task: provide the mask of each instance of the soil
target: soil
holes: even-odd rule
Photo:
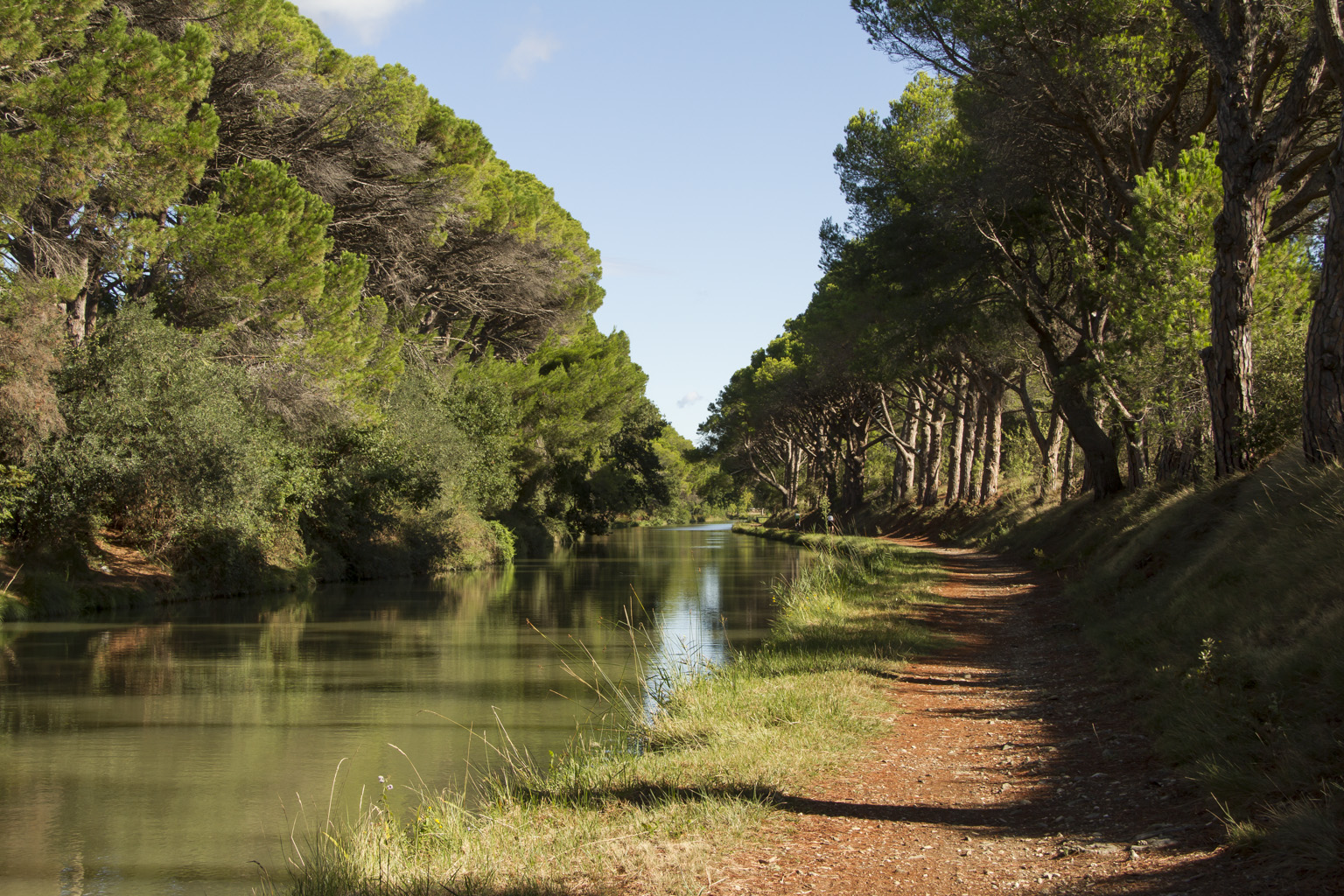
[[[1204,794],[1154,756],[1098,678],[1059,588],[941,555],[921,615],[956,647],[891,681],[891,732],[849,774],[790,794],[702,893],[1341,893],[1223,844]]]

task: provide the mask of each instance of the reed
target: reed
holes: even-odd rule
[[[775,584],[766,645],[723,666],[640,660],[630,678],[644,684],[630,688],[582,649],[562,656],[602,708],[569,750],[539,762],[495,732],[493,768],[473,776],[472,793],[418,786],[411,817],[374,801],[352,822],[309,825],[277,888],[531,896],[638,881],[703,892],[790,793],[853,762],[892,723],[878,676],[938,642],[903,618],[934,599],[937,579],[917,553],[837,544]]]

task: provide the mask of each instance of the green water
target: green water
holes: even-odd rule
[[[0,893],[235,896],[251,862],[284,881],[292,841],[379,775],[406,806],[488,768],[472,731],[560,750],[595,701],[567,656],[640,677],[628,617],[645,665],[750,647],[796,563],[727,527],[630,529],[444,580],[5,623]]]

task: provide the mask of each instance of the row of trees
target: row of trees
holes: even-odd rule
[[[224,587],[507,553],[485,519],[684,514],[712,470],[593,324],[599,275],[550,188],[292,4],[0,8],[20,552],[121,537]]]
[[[714,404],[726,463],[853,512],[879,445],[898,497],[986,500],[1005,419],[1042,496],[1344,453],[1335,0],[852,7],[921,74],[849,121],[849,219]]]

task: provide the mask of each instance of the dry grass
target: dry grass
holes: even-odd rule
[[[478,794],[421,791],[324,821],[293,856],[296,896],[698,893],[777,799],[848,762],[891,723],[875,674],[933,637],[903,622],[937,575],[895,548],[818,553],[781,584],[767,647],[660,689],[650,717],[582,732],[538,764],[503,735]],[[642,695],[636,695],[641,705]],[[617,701],[620,703],[620,701]],[[468,809],[469,805],[474,807]]]

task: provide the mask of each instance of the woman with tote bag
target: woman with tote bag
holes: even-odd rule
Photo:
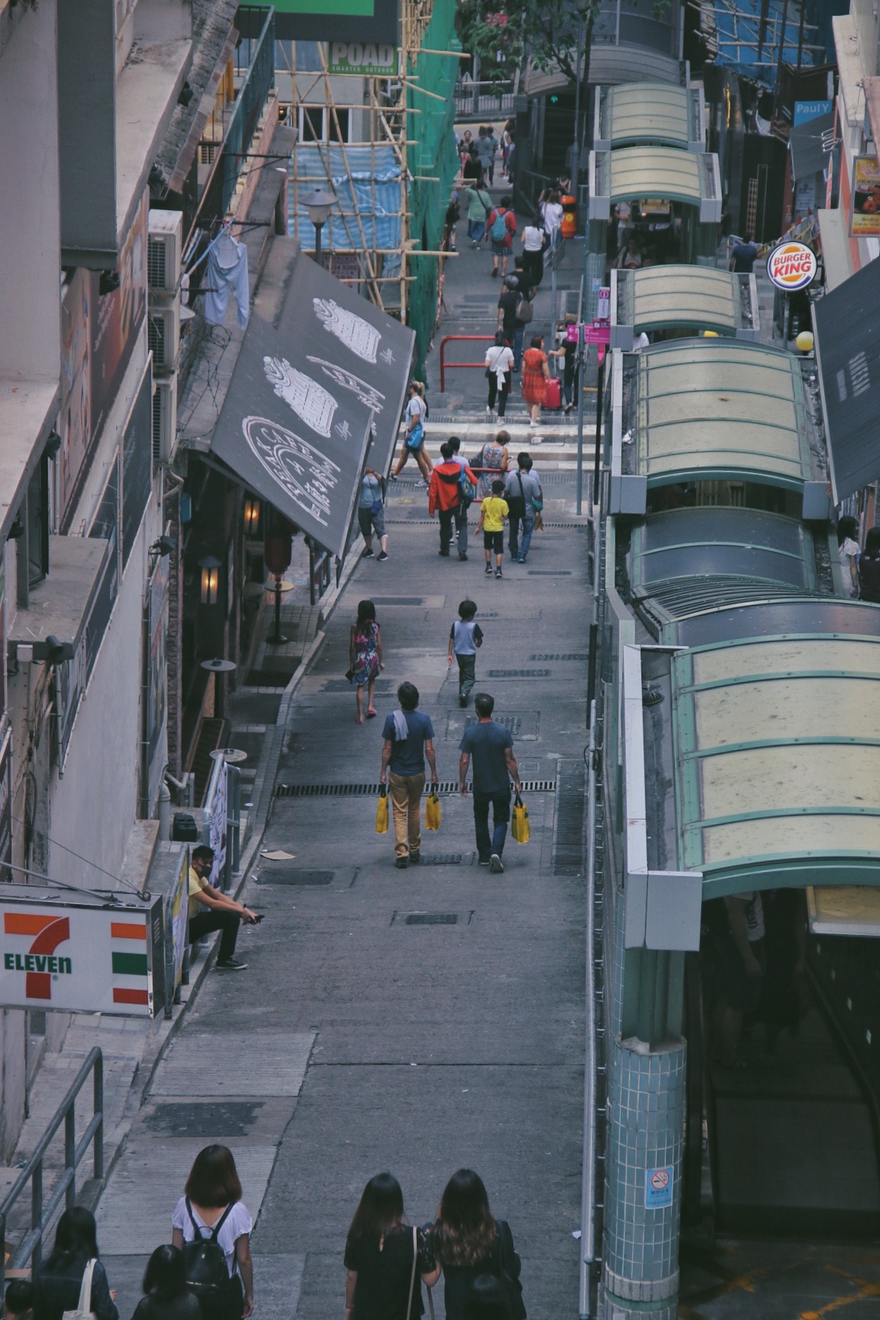
[[[34,1280],[34,1320],[62,1320],[66,1312],[119,1320],[107,1271],[98,1259],[95,1216],[82,1205],[73,1205],[58,1220],[51,1255]]]
[[[420,1320],[421,1283],[437,1283],[430,1239],[404,1222],[404,1193],[392,1173],[367,1183],[346,1239],[346,1320]]]

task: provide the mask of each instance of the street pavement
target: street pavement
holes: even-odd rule
[[[462,222],[459,239],[463,230]],[[579,252],[565,257],[561,285],[577,284],[579,260]],[[484,252],[449,263],[446,333],[463,325],[456,309],[472,317],[478,289],[493,327],[499,281],[489,268]],[[429,383],[435,354],[437,343]],[[450,400],[435,384],[429,393],[435,458],[451,429],[446,418],[476,418],[483,407],[483,372],[459,375]],[[515,409],[524,416],[521,400]],[[493,429],[475,425],[464,453],[474,457]],[[358,564],[323,623],[317,659],[281,704],[272,813],[244,886],[244,900],[267,919],[241,933],[245,972],[210,972],[190,994],[140,1105],[132,1084],[131,1126],[98,1205],[123,1317],[208,1142],[235,1152],[256,1221],[255,1291],[267,1320],[340,1313],[346,1232],[371,1175],[393,1171],[410,1220],[426,1222],[463,1164],[480,1172],[495,1213],[511,1221],[529,1316],[550,1320],[577,1304],[590,539],[574,512],[570,458],[562,463],[544,447],[534,458],[546,529],[526,565],[505,557],[503,581],[484,577],[474,537],[467,562],[438,558],[424,487],[406,474],[393,484],[389,560]],[[414,681],[434,723],[441,780],[456,779],[458,743],[474,717],[472,706],[459,709],[446,645],[466,595],[486,634],[475,690],[495,694],[513,731],[521,776],[533,785],[532,841],[509,841],[505,873],[489,875],[476,865],[471,803],[445,792],[441,830],[424,837],[424,865],[401,873],[393,834],[373,828],[383,718],[397,684]],[[377,607],[385,671],[380,718],[356,726],[343,675],[363,597]],[[259,738],[260,726],[248,727]],[[273,851],[290,855],[264,855]]]

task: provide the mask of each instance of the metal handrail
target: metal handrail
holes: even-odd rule
[[[590,747],[587,763],[587,1002],[586,1002],[586,1055],[583,1069],[583,1166],[581,1175],[581,1320],[590,1316],[590,1267],[596,1258],[596,1016],[595,1016],[595,888],[596,888],[596,704],[590,708]]]
[[[478,339],[482,343],[487,341],[495,342],[493,334],[447,334],[441,339],[441,393],[446,391],[446,368],[447,367],[484,367],[484,362],[446,362],[446,345],[450,339]]]
[[[94,1073],[92,1117],[86,1127],[86,1131],[83,1133],[82,1140],[77,1142],[77,1096],[82,1090],[90,1073]],[[44,1205],[44,1156],[51,1138],[55,1135],[62,1122],[65,1125],[65,1168],[58,1184],[49,1197],[49,1201]],[[18,1243],[17,1250],[13,1253],[11,1269],[21,1270],[30,1259],[32,1271],[36,1274],[42,1261],[44,1233],[51,1224],[55,1210],[61,1205],[62,1197],[65,1199],[67,1209],[70,1209],[77,1201],[77,1168],[88,1150],[90,1142],[92,1140],[95,1146],[95,1179],[100,1181],[104,1176],[104,1056],[98,1045],[90,1051],[88,1057],[77,1073],[70,1090],[55,1110],[49,1127],[40,1138],[37,1148],[16,1179],[12,1191],[0,1205],[0,1292],[3,1291],[5,1283],[5,1239],[7,1216],[9,1210],[16,1204],[28,1183],[30,1183],[30,1229]]]

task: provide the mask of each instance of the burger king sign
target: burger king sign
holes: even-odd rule
[[[818,263],[806,243],[778,243],[767,259],[767,273],[777,289],[797,293],[815,279]]]

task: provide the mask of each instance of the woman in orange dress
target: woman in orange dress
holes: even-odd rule
[[[532,347],[522,354],[522,397],[529,409],[529,425],[537,426],[541,405],[548,393],[550,368],[544,351],[544,335],[532,335]]]

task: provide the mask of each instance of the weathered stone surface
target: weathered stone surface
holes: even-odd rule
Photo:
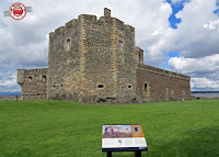
[[[48,69],[38,70],[19,70],[22,94],[30,94],[23,99],[116,104],[191,97],[189,77],[145,66],[143,51],[135,45],[135,29],[111,18],[108,9],[99,20],[81,14],[51,32]],[[47,76],[46,82],[39,80],[42,75]],[[44,97],[31,97],[43,91]]]

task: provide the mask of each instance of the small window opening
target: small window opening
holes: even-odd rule
[[[46,81],[46,76],[42,76],[42,78],[43,78],[43,81]]]
[[[28,81],[32,81],[32,77],[28,77]]]
[[[70,51],[71,48],[71,41],[70,38],[67,40],[67,51]]]
[[[99,85],[97,87],[99,87],[99,88],[103,88],[104,86],[103,86],[103,85]]]
[[[123,52],[123,42],[122,41],[118,42],[118,48],[119,48],[119,52]]]
[[[145,91],[148,91],[148,83],[145,83]]]
[[[174,94],[174,91],[173,91],[173,90],[171,90],[171,94]]]

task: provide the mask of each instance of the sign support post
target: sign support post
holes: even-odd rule
[[[113,152],[135,152],[135,157],[141,157],[141,152],[148,150],[140,124],[103,125],[102,135],[102,152],[107,157]]]

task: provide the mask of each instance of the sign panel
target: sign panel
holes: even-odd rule
[[[148,150],[141,125],[103,125],[102,152]]]

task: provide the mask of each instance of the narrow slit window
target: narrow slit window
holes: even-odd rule
[[[71,48],[71,41],[70,38],[67,40],[67,51],[70,51]]]
[[[118,42],[118,48],[119,48],[119,52],[123,52],[123,42],[122,41]]]
[[[145,83],[145,91],[148,91],[148,83]]]
[[[28,81],[30,81],[30,82],[32,81],[32,77],[28,77]]]
[[[97,87],[99,87],[99,88],[103,88],[104,86],[103,86],[103,85],[99,85]]]
[[[143,85],[143,90],[145,90],[146,93],[149,94],[149,83],[148,83],[148,82],[146,82],[146,83]]]
[[[128,88],[131,88],[131,87],[132,87],[131,85],[128,86]]]

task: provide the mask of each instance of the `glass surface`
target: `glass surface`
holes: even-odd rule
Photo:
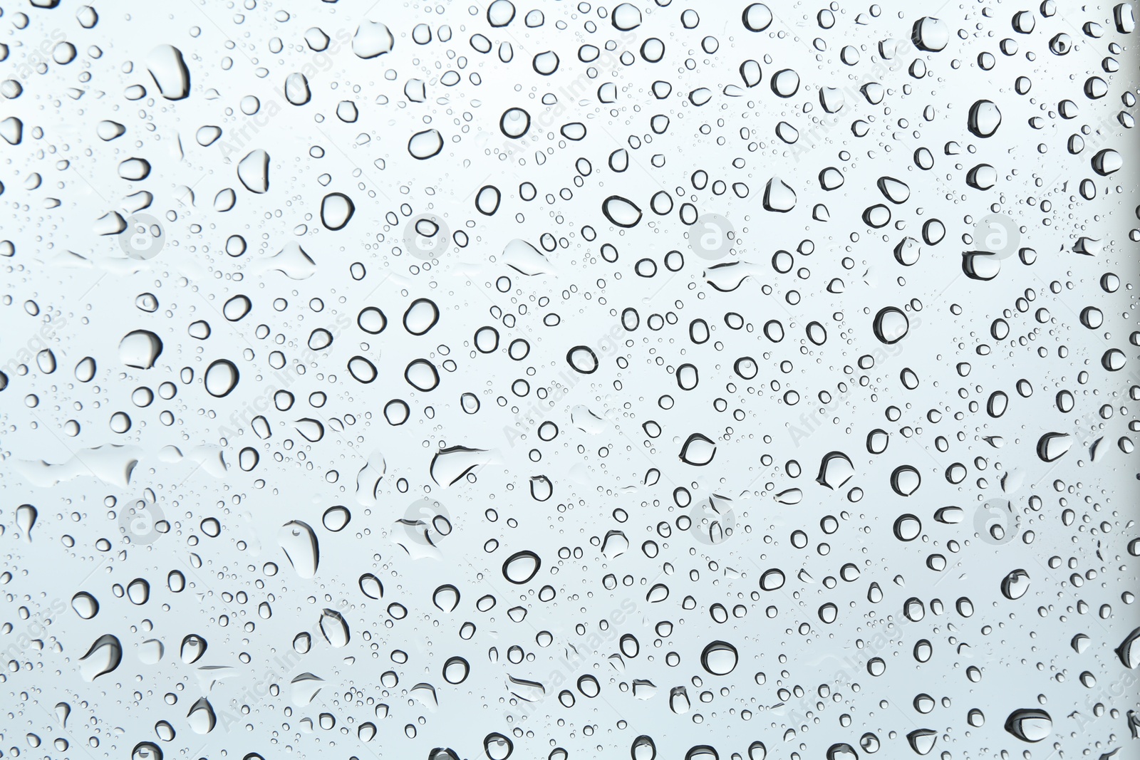
[[[0,0],[0,754],[1140,758],[1133,5]]]

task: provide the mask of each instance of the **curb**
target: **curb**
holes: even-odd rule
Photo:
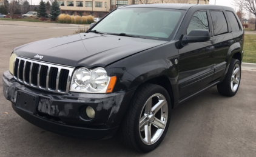
[[[8,20],[0,20],[0,21],[10,21],[10,22],[29,22],[29,23],[36,23],[36,24],[38,24],[38,23],[43,23],[43,24],[56,24],[56,25],[72,25],[72,26],[78,26],[78,25],[81,25],[82,24],[59,24],[59,23],[50,23],[50,22],[30,22],[30,21],[8,21]],[[89,24],[84,24],[83,25],[83,26],[90,26]]]
[[[241,68],[243,70],[256,72],[256,64],[242,62]]]

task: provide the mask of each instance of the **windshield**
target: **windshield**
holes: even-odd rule
[[[27,12],[27,13],[26,13],[26,14],[33,15],[33,12]]]
[[[103,19],[92,30],[169,41],[184,12],[184,10],[164,8],[119,8]]]

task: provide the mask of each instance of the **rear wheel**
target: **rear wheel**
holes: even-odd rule
[[[232,59],[225,78],[217,85],[218,91],[223,95],[233,96],[238,90],[240,81],[241,63],[236,59]]]
[[[171,104],[161,86],[147,84],[134,94],[121,128],[121,138],[129,147],[141,152],[155,149],[168,129]]]

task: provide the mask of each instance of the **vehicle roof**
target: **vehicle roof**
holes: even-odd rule
[[[145,4],[136,5],[127,5],[119,8],[163,8],[179,10],[189,10],[190,8],[198,8],[201,9],[225,10],[234,11],[234,8],[226,6],[209,5],[209,4]]]

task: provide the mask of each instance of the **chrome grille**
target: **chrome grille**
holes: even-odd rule
[[[38,62],[16,56],[14,78],[19,82],[41,90],[55,93],[69,92],[74,67]]]

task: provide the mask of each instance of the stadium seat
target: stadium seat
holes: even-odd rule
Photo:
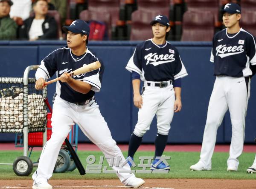
[[[169,0],[137,0],[138,10],[144,11],[157,10],[167,17],[169,16]]]
[[[58,11],[54,10],[49,10],[48,11],[47,14],[52,17],[53,17],[57,22],[58,26],[58,34],[57,37],[58,39],[61,40],[63,39],[62,38],[62,32],[61,32],[61,15],[58,13]]]
[[[114,27],[119,20],[120,0],[88,0],[88,10],[110,13],[111,26]]]
[[[218,0],[186,0],[186,2],[188,10],[209,11],[214,16],[215,27],[221,26],[221,23],[219,21]]]
[[[144,11],[141,10],[134,11],[131,14],[131,29],[130,40],[145,40],[153,37],[150,22],[161,12]]]
[[[244,10],[256,11],[256,0],[241,0],[240,5],[243,14]]]
[[[187,11],[183,15],[182,41],[211,41],[214,17],[209,11]]]
[[[239,23],[241,27],[256,36],[256,12],[244,10]]]
[[[84,10],[80,12],[79,19],[86,21],[91,20],[99,21],[106,23],[109,39],[111,37],[111,24],[110,13],[105,11],[91,11]]]

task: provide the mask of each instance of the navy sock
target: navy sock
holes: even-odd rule
[[[163,150],[166,146],[168,135],[164,135],[157,133],[155,140],[156,150],[154,159],[157,156],[162,156]]]
[[[139,148],[141,143],[142,137],[140,137],[136,136],[133,132],[130,138],[129,142],[129,149],[128,150],[128,156],[133,158],[134,154]]]

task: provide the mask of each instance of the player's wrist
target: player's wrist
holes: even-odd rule
[[[67,83],[69,84],[70,84],[70,83],[72,83],[73,82],[73,78],[70,78],[70,80],[67,82]]]

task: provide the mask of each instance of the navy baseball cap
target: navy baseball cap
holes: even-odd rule
[[[13,3],[12,3],[12,1],[11,0],[0,0],[0,3],[3,1],[6,1],[7,2],[10,6],[12,6],[12,5],[13,5]]]
[[[241,8],[236,3],[227,3],[224,8],[221,10],[222,14],[227,12],[230,14],[241,14]]]
[[[83,34],[89,36],[90,27],[85,21],[81,20],[76,20],[74,21],[69,26],[63,26],[62,29],[64,31],[70,31],[75,34]]]
[[[169,20],[165,15],[160,14],[155,17],[154,19],[151,21],[150,25],[151,26],[157,22],[161,23],[166,26],[168,27],[170,26],[170,23],[169,23]]]

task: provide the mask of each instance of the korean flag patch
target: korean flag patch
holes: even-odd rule
[[[239,40],[239,41],[238,41],[238,44],[240,44],[240,45],[243,45],[244,44],[244,40]]]
[[[174,51],[173,50],[170,49],[169,49],[169,52],[170,53],[174,54]]]

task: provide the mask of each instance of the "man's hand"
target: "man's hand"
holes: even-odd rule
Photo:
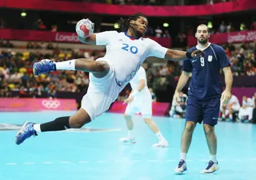
[[[227,104],[231,98],[231,92],[226,89],[222,94],[222,101],[223,104]]]
[[[128,97],[126,100],[125,100],[123,101],[123,104],[130,104],[134,100],[134,96],[131,96]]]
[[[174,92],[174,100],[175,100],[175,103],[176,104],[179,104],[179,92]]]

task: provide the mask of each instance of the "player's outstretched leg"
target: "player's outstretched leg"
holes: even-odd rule
[[[121,138],[119,140],[122,143],[135,143],[136,140],[134,135],[134,122],[131,118],[132,116],[127,114],[124,115],[124,118],[126,119],[126,127],[128,129],[128,136]]]
[[[219,170],[219,166],[217,161],[217,138],[214,126],[204,124],[203,129],[210,151],[210,161],[207,167],[205,170],[202,170],[201,173],[212,174]]]
[[[59,117],[54,121],[42,124],[36,124],[26,121],[17,133],[15,143],[17,145],[19,145],[26,139],[32,135],[37,135],[40,132],[63,131],[69,128],[81,128],[90,121],[90,115],[83,108],[80,108],[76,114],[72,116]]]
[[[162,136],[159,127],[158,125],[150,118],[145,118],[144,122],[148,125],[150,130],[154,133],[158,139],[158,143],[153,144],[153,147],[168,147],[168,142],[166,139]]]
[[[181,158],[180,162],[178,166],[174,169],[174,172],[176,174],[182,174],[186,171],[186,154],[189,151],[191,141],[192,141],[192,135],[195,127],[196,123],[193,121],[186,121],[185,128],[183,130],[182,137],[182,151],[181,151]]]
[[[42,60],[33,65],[33,72],[35,76],[56,70],[78,70],[90,72],[94,76],[101,78],[110,71],[110,65],[104,61],[91,61],[85,58],[69,60],[62,62],[54,62],[51,60]]]

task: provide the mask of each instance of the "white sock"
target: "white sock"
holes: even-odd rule
[[[210,155],[210,160],[213,161],[214,162],[217,162],[217,155]]]
[[[186,161],[186,153],[181,152],[181,159],[183,159],[184,161]]]
[[[134,138],[134,130],[128,130],[128,137],[129,138]]]
[[[160,131],[155,133],[155,135],[157,136],[157,138],[158,139],[158,141],[162,141],[164,140],[164,137],[162,136],[162,133]]]
[[[37,132],[41,132],[40,124],[35,123],[33,127]]]
[[[56,70],[75,70],[75,60],[69,60],[62,62],[55,62]]]
[[[232,114],[230,115],[229,118],[231,119],[233,119]]]

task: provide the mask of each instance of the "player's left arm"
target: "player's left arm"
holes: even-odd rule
::::::::::
EXERCISE DIRECTIONS:
In the records, from the line containing "task: provide the mask of each instance of the small" through the line containing "[[[145,91],[148,91],[148,83],[145,83]]]", swap "window opening" for "wall opening" and leave everything else unchanged. Give back only those lines.

CORRECT RESULT:
task: provide the mask of each instance of the small wall opening
target: small wall opening
holes: even-odd rule
[[[46,81],[46,76],[42,76],[42,78],[43,78],[43,81]]]
[[[28,81],[32,81],[32,77],[28,77]]]
[[[70,51],[71,48],[71,41],[70,38],[67,40],[67,51]]]
[[[99,85],[97,87],[99,87],[99,88],[103,88],[104,86],[103,86],[103,85]]]
[[[123,52],[123,42],[122,41],[118,42],[118,48],[119,48],[119,52]]]
[[[145,91],[148,91],[148,83],[145,83]]]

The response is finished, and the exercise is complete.